──────── Passage ────────

What Does Sofi Bakery Bake In Its Kandur?
Sofi Bakery starts with the girda. Spherical, thick, and slapped onto the tandoor's walls until it blisters and turns brown. The interior is still pillowy and fluffy, but the exterior forms a sharp shell. Eaten with butter, jam, or curry, it is the bread that people are raised on. This bakery’s girda completes every meal, even though it doesn't ask for much. It needs to be baked fast and has a limited shelf life. The team behind it uses their fingertips to press the pattern into the front of the bread.
Then, they move on to the lavassa. This bread is thinner and softer because it is baked on the tandoor floor instead of the sides, which keeps it soft all the way through. It folds with ease. It is frequently consumed with tea in the morning and occasionally with barbecued meat. It is light but filling, and something that slips easily into a morning routine.
Then comes the bakherkhani. You can see how it is being made at Sofi Bakery. This bread is unmatched. It is more pastry than bread, rich, flaky, and buttery. You take your time eating baqerkhani made by Sofi. It requests that you take a seat, pour yourself a cup of noon chai, and engage in a lengthy discussion. It's bread for leisurely times. Marriages in the area are incomplete without Sofi Bakery bakherkhani.
The tandoor must be prepared differently for each type of bread. Every variety of bread has a different temperature. Though there are variants in other parts of Kashmir, Srinagar is known for about a dozen various sorts of bread baked in the kandurs. Life in Kashmir has not been easy, and the kandur has felt the effects. Even though everyday operations were altered by years of curfews and uncertainty, the tandoor never truly halted. The kandur ensures that bread is available because it is a daily essential. Through it all, they've clung to their art, convinced that as long as the Valley exists, so will its bread and the kandur that fuels it.

──────── Supplied records ────────

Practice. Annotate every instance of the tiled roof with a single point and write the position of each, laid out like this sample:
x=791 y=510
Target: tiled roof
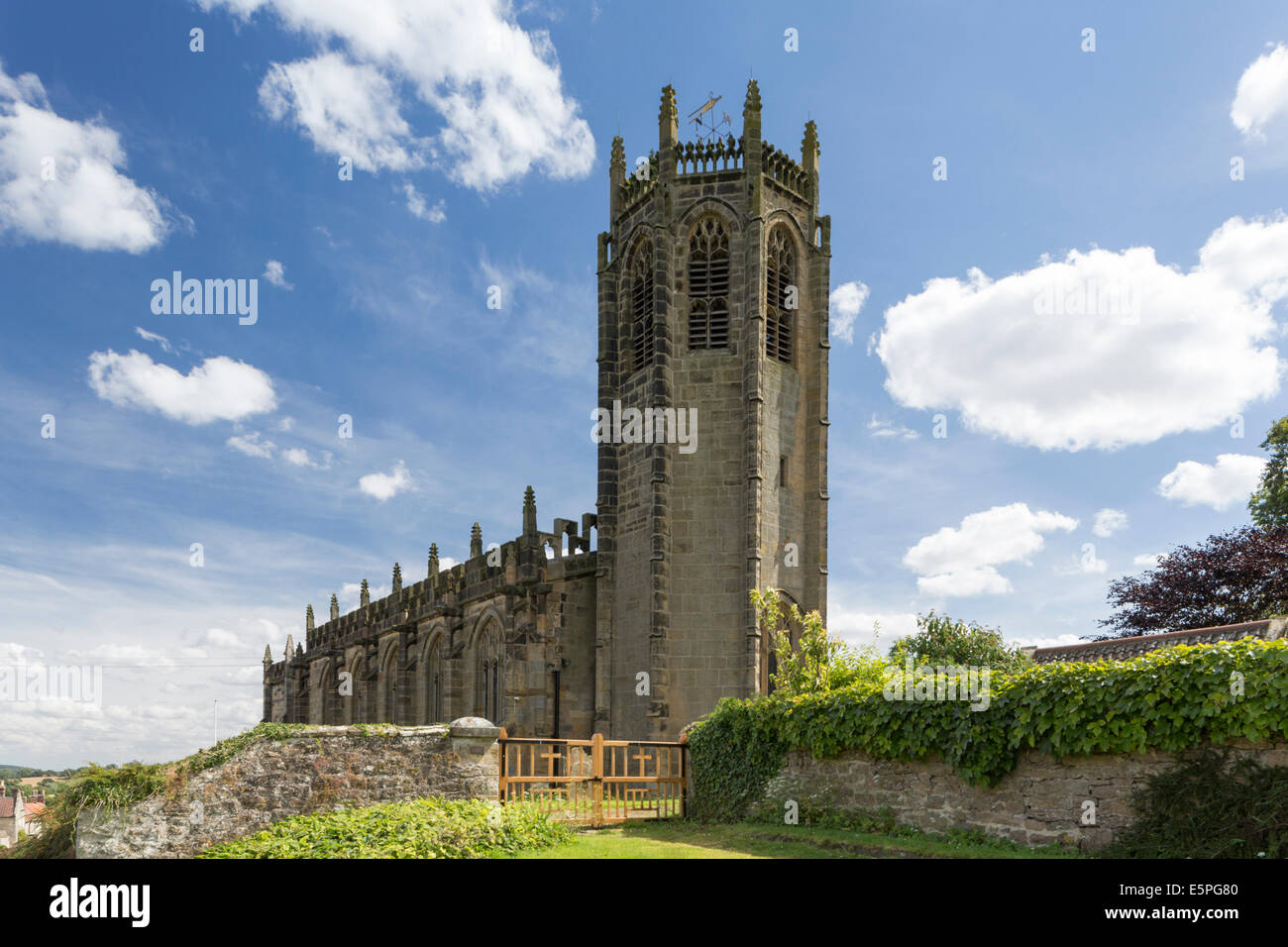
x=1125 y=648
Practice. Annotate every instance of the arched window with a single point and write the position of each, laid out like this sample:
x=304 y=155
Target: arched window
x=433 y=672
x=789 y=633
x=489 y=677
x=387 y=710
x=639 y=300
x=781 y=295
x=708 y=285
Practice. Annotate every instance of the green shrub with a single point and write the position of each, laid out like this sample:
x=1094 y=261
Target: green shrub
x=420 y=828
x=812 y=661
x=940 y=641
x=1171 y=699
x=1210 y=805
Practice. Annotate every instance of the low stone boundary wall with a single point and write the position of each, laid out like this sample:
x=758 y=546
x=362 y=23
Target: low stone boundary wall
x=314 y=770
x=1042 y=800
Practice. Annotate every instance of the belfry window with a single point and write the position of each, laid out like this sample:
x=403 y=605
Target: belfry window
x=781 y=296
x=639 y=294
x=708 y=285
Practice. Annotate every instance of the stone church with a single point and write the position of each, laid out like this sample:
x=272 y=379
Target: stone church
x=635 y=620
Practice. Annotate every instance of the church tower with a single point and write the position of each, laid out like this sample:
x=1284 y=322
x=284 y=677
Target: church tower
x=713 y=329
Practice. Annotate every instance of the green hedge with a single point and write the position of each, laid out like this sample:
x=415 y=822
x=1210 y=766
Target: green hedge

────────

Given problem 1
Answer these questions using the passage on Sofi Bakery's breads.
(a) Where in the tandoor is the lavassa baked?
(b) What drink does the passage mention alongside the bakherkhani?
(c) About how many sorts of kandur bread is Srinagar known for?
Given problem 2
From the passage on Sofi Bakery's breads, return the stretch from "Sofi Bakery starts" through "of the bread.", copied word for word.

Output 1
(a) On the tandoor floor, instead of the sides.
(b) Noon chai.
(c) About a dozen.

Output 2
Sofi Bakery starts with the girda. Spherical, thick, and slapped onto the tandoor's walls until it blisters and turns brown. The interior is still pillowy and fluffy, but the exterior forms a sharp shell. Eaten with butter, jam, or curry, it is the bread that people are raised on. This bakery’s girda completes every meal, even though it doesn't ask for much. It needs to be baked fast and has a limited shelf life. The team behind it uses their fingertips to press the pattern into the front of the bread.